• [GOAL OF THE EXERCISE]: Nothing in the records may be left out or altered; reproduce them all exactly.

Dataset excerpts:
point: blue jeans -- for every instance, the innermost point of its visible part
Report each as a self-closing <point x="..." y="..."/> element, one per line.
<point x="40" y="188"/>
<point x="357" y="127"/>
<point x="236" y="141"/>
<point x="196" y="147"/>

• [SOLUTION TO THIS EXERCISE]:
point: blue jeans -- for every instance, the innermost point of its visible part
Report each as a self-closing <point x="..." y="..."/> element, one per line.
<point x="40" y="188"/>
<point x="357" y="127"/>
<point x="236" y="141"/>
<point x="196" y="147"/>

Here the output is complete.